To demonstrate operational survivability in the tough circumstances that can characterize airline industry maintenance environments, Boeing put the RFID tags and readers through a battery of tests—first in a lab (it soaked the tags in acid), then in the Mojave Desert (to ensure reader performance for all global frequencies), and finally in flight and at an Alaska Airlines maintenance base in Seattle. "We ensured our processes and procedures have safeguards to say in what circumstances this technology should not be used," Coop says.

Boeing modified the UHF RFID tags with a special coating, an encapsulation Coop says guarantees a life expectancy of 12 years under normal operating conditions. That helped allay concerns about deterioration after a couple of years that could lead to unreliable data recordings. "Things like that that we put in the maintenance program drove the FAA to accept our proposal," Coop says. "Boeing also provided a very comprehensive plan to ensure the integrity of the program, of the data, of the integration and methodology for use by our customers."

Providing Customer Service
Boeing plans to provide its RFID Integrated Solutions customers with kits to retrofit their aircraft, either on their own or using the airline company's third-party maintenance, repair and overhaul (MRO) facilities. The company also will provide clients with a set of maintenance processes to follow and will train operators who will be using the technology for conducting inspections. The RFID program includes technology oversight and management of the solution and processes for the life of the customer's contract. "We work with [the client] to not just manage what we sell up front but to continuously improve it as well and integrate new features," Coop says. "We become a partner with the airline to maximize its use of the product and keep everything safe and on the leading edge."

* **DATA PROVIDED**
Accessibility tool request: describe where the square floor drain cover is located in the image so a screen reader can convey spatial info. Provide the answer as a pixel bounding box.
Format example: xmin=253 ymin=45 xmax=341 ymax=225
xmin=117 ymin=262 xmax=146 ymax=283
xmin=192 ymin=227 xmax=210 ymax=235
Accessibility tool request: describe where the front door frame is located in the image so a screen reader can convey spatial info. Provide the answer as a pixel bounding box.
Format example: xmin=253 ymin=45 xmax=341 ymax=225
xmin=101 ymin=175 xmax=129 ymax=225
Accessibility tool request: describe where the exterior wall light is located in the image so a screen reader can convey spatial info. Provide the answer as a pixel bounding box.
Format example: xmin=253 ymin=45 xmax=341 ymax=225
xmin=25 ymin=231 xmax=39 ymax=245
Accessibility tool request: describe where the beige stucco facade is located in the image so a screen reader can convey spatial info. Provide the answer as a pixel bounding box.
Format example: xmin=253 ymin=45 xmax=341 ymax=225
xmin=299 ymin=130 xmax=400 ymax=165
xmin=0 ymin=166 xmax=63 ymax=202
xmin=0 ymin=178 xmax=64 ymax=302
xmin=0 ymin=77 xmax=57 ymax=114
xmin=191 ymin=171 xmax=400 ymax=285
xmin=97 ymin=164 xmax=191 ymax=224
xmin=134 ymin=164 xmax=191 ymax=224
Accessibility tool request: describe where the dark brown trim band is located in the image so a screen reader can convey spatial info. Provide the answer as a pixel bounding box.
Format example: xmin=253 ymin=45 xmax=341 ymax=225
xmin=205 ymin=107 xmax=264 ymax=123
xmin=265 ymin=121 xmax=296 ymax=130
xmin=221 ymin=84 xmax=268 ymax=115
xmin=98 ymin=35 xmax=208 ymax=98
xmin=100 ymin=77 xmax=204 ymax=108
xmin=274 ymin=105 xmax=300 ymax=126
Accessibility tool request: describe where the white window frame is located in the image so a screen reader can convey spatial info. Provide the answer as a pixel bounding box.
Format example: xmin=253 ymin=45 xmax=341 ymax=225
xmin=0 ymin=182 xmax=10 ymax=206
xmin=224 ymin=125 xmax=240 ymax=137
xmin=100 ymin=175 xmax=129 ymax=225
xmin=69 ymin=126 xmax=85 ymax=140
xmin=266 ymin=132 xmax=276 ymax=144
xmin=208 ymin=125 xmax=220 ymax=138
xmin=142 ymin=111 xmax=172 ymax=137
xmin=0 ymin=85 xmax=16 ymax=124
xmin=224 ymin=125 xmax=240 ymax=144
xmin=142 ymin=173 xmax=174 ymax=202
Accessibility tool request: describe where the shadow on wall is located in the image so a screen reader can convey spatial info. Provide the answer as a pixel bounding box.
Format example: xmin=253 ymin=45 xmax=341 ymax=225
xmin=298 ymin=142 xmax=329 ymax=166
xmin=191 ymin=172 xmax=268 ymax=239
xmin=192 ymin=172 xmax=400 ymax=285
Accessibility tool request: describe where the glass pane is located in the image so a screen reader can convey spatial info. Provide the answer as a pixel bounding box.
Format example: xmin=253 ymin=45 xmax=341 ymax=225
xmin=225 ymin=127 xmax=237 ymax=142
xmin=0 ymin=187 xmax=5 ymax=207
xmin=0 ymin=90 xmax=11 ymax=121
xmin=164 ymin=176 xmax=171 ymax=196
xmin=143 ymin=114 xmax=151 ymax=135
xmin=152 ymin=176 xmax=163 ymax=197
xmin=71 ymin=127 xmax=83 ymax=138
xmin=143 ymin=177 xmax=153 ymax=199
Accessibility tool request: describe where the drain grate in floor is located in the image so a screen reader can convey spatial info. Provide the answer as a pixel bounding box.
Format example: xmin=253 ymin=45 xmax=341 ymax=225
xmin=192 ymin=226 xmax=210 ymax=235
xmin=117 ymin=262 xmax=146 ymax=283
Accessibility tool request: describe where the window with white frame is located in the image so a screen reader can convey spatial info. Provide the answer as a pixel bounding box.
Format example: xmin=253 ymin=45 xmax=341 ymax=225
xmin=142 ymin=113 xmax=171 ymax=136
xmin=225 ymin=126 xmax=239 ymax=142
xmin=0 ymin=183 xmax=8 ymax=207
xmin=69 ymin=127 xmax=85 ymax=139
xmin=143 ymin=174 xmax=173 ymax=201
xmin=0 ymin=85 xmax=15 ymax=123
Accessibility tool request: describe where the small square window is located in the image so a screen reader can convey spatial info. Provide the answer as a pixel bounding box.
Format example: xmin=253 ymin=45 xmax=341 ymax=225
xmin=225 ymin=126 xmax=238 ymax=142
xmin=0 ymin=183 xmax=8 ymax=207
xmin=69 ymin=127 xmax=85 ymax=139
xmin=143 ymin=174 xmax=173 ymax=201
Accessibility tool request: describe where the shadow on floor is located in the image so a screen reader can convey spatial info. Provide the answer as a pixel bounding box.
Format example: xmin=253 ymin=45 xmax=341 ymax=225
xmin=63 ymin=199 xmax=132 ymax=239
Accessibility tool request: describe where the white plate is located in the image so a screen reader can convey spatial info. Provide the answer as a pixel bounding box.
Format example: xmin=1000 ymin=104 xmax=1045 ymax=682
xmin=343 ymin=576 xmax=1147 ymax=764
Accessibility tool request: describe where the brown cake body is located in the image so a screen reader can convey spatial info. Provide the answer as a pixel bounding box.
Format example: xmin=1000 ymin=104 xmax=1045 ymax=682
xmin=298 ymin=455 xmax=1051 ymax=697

* **WRITTEN TASK 1**
Retype the records exactly, from their first line up to and including the line with "xmin=192 ymin=227 xmax=210 ymax=235".
* **WRITTEN TASK 2**
Continue the passage on Boeing's RFID program for aircraft maintenance from the point where it stops.

* **FINAL ANSWER 1**
Accessibility tool request: describe where the square floor drain cover is located in the image so a screen reader can convey spatial info. Provide the answer as a pixel bounding box.
Format example: xmin=253 ymin=45 xmax=341 ymax=225
xmin=117 ymin=262 xmax=146 ymax=283
xmin=192 ymin=227 xmax=210 ymax=235

* **FINAL ANSWER 2**
The program is designed to be fleet-agnostic. Boeing has demonstrated the service for airline customers with Boeing 747s, 777s, 717s and 737s, as well as Airbus A330s, A340s and A380s. The company says it will conduct an engineering assessment before launching the service with a customer to identify every anomaly in a plane configuration that might demand system design changes; there's a 5 percent to 20 percent variation from fleet to fleet, Coop notes.

Customers in Australia, Singapore and Taiwan are piloting the program and have outfitted some of their aircraft with RFID. But until an airline's full fleet is RFID-enabled—and the program is granted final acceptance by their country's regulatory authority—airlines must continue performing manual inspections as well, as part of a bridging program. "Airlines must maintain that until their last plane is retrofitted and returned to service," Coop says. It takes 12 to 18 months to retrofit a fleet of 100 planes. Following the fleet retrofit, airlines must maintain their manual processes as a backup for automated RFID data collection in the event of system failures.

The RFID Integrated Solutions program includes five applications. Most customers seem interested in beginning by using RFID to manage life vests, oxygen generators and other loose emergency equipment in an airline cabin, Coop says. For the emergency equipment management application, Boeing uses primarily 512-bit to 1-kilobyte RFID chips to store configuration, presence, security and serviceability data that may include part and serial numbers, manufacture date, expiration date and location on the airplane.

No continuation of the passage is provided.